### Assignment:
Write out again, unchanged, everything from the start of the rows down through the line containing "box: [227, 258, 418, 404]".

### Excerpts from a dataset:
:::::
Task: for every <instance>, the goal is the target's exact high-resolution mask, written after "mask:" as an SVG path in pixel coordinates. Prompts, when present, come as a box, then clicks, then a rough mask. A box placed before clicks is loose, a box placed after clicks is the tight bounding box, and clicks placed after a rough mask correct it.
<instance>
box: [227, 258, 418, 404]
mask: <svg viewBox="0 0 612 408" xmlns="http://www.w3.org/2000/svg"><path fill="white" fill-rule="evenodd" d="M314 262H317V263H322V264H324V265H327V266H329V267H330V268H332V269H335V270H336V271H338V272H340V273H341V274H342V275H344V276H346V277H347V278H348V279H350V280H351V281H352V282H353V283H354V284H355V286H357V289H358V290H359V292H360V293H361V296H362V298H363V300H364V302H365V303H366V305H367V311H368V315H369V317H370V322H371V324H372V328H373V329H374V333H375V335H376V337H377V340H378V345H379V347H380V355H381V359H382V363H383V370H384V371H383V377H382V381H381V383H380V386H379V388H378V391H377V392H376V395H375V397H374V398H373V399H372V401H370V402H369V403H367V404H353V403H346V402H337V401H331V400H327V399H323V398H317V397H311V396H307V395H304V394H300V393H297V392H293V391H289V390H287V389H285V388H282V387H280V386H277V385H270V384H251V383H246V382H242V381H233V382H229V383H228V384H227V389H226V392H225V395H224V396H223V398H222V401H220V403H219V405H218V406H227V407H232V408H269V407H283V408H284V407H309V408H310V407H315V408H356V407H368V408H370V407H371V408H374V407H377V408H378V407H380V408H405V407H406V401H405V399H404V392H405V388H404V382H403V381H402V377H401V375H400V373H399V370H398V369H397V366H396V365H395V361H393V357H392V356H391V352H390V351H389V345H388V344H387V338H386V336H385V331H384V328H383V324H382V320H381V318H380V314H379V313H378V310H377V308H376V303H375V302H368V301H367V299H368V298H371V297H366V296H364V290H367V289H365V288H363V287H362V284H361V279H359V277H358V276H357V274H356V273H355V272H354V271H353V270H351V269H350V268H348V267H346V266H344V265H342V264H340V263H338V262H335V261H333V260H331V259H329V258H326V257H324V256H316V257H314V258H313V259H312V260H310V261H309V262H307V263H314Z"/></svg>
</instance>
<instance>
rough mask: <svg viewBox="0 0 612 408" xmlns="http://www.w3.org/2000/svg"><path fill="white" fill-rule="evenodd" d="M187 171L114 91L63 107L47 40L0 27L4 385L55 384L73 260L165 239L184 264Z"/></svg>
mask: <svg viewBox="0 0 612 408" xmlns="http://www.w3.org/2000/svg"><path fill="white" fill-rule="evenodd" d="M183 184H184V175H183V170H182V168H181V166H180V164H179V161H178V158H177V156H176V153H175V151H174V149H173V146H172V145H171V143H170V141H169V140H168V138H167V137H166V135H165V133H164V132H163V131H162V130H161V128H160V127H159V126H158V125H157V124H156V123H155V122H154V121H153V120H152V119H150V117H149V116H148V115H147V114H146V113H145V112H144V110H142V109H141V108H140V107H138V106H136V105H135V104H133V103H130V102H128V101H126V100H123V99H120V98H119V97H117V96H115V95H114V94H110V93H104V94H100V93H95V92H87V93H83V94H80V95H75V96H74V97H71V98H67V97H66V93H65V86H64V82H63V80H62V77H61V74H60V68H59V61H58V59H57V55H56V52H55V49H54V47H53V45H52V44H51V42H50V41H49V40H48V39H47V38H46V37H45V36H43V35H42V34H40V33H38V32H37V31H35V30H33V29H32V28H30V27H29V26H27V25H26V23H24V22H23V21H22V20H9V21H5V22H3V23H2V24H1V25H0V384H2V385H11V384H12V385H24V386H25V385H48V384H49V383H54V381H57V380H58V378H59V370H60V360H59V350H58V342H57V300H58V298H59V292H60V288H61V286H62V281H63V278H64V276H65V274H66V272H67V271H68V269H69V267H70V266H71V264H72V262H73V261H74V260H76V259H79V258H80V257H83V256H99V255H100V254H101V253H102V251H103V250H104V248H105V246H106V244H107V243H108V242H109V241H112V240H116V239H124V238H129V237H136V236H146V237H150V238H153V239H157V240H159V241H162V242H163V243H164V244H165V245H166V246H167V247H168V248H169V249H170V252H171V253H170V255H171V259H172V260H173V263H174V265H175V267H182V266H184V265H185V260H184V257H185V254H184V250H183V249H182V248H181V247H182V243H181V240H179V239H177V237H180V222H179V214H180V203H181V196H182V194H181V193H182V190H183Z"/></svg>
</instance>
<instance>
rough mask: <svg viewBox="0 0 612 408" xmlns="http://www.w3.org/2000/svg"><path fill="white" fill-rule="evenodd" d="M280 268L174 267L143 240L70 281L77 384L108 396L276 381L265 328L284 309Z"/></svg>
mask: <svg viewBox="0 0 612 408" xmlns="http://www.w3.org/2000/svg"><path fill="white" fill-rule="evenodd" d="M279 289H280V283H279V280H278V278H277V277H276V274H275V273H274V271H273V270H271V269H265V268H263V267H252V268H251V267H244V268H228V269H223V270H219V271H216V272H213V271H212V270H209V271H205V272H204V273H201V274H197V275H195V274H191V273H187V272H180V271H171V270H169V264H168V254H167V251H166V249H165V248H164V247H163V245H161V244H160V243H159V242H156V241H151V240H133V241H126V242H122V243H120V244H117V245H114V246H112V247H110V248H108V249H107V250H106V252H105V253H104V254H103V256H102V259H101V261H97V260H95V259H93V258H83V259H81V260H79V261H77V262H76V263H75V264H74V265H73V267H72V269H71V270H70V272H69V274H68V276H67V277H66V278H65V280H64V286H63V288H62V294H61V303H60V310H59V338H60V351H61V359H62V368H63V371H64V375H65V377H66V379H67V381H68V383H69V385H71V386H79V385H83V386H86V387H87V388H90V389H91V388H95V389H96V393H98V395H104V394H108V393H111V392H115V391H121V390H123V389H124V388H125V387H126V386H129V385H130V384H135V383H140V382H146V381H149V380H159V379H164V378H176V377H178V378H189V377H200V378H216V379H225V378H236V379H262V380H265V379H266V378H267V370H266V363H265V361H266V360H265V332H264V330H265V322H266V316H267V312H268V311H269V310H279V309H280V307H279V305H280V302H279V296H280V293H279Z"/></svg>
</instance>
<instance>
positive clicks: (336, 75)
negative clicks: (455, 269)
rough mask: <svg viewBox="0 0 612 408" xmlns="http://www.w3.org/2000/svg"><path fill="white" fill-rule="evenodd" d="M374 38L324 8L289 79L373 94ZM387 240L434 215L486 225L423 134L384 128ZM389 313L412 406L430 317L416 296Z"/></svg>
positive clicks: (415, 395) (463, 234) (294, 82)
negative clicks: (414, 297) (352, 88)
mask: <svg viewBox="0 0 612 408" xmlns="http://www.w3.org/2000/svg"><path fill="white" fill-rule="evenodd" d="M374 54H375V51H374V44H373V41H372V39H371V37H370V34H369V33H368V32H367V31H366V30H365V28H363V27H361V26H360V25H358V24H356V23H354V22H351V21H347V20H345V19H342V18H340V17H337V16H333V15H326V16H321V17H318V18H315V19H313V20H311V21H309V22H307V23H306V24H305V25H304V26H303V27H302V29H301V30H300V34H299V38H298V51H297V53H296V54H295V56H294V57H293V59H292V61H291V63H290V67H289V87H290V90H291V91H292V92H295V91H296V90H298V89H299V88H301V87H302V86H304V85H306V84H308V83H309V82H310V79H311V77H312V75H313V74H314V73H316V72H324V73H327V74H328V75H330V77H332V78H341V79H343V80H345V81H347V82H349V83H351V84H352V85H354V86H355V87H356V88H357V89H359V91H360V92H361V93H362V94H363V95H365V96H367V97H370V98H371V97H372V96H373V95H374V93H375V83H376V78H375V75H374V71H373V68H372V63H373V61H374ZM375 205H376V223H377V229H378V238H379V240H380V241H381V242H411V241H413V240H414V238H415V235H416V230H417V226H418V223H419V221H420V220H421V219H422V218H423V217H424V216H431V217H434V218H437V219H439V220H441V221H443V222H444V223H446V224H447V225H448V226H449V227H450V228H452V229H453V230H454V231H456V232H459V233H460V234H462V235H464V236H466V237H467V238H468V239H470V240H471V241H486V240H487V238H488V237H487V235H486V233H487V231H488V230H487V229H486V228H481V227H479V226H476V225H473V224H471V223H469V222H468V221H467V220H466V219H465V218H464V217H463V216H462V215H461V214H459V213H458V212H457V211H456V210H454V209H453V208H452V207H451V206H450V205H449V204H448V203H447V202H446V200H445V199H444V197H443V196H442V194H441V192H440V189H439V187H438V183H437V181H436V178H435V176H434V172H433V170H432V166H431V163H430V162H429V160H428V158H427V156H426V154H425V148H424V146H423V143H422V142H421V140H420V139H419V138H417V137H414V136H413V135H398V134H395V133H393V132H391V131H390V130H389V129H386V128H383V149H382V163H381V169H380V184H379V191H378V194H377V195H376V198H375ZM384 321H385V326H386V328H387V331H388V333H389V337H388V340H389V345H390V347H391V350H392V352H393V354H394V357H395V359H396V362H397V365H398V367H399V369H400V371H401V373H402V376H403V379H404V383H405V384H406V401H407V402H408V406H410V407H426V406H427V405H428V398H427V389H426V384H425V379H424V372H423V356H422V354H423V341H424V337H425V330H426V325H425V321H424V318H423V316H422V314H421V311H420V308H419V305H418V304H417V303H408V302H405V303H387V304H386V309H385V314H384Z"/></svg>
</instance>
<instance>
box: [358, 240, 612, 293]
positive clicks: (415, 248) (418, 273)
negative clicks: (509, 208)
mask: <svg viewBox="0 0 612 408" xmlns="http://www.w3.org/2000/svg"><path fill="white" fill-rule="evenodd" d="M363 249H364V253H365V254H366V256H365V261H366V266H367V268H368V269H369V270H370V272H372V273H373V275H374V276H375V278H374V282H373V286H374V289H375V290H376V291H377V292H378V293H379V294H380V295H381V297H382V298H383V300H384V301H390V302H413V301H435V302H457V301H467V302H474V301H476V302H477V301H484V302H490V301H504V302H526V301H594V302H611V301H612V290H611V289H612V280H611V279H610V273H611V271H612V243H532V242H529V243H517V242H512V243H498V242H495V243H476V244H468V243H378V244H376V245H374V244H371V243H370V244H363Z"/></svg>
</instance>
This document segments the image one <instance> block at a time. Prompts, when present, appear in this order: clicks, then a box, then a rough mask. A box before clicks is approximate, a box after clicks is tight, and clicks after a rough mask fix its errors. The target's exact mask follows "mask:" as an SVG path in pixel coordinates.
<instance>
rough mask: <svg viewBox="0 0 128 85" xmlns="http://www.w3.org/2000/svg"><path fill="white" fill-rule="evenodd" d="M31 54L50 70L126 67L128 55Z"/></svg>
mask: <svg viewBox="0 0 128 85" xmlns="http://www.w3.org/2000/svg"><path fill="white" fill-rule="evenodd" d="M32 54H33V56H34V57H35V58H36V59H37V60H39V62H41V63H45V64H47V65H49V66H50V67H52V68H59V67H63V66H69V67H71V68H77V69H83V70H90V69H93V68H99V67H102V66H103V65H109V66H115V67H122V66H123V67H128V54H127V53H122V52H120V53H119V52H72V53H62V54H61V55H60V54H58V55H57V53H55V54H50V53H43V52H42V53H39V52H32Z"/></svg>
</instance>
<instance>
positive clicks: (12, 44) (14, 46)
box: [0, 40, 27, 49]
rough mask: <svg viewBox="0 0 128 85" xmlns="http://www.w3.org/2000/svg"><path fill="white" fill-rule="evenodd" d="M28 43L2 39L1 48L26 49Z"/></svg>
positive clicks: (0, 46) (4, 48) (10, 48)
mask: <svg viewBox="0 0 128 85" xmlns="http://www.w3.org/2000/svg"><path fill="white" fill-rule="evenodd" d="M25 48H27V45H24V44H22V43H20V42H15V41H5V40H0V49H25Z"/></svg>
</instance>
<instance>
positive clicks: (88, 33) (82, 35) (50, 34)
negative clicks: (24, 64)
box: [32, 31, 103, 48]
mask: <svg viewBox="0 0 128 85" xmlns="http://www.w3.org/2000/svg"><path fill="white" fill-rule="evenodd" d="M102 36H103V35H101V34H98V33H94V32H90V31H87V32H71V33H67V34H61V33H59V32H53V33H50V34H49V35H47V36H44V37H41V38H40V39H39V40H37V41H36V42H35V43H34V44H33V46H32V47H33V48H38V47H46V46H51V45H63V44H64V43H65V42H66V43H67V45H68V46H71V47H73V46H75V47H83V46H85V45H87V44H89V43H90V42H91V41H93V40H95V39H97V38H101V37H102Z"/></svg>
:::::
### Answer to the problem:
Task: for every <instance>, the goal is the target's exact high-resolution mask, written after "mask:" as an SVG path in pixel coordinates. Prompts, when present, come as a box, then clicks, then a rough mask. A box placed before clicks is loose, a box placed after clicks is the tight bounding box, and clicks placed after a rough mask correct it.
<instance>
box: [227, 258, 418, 404]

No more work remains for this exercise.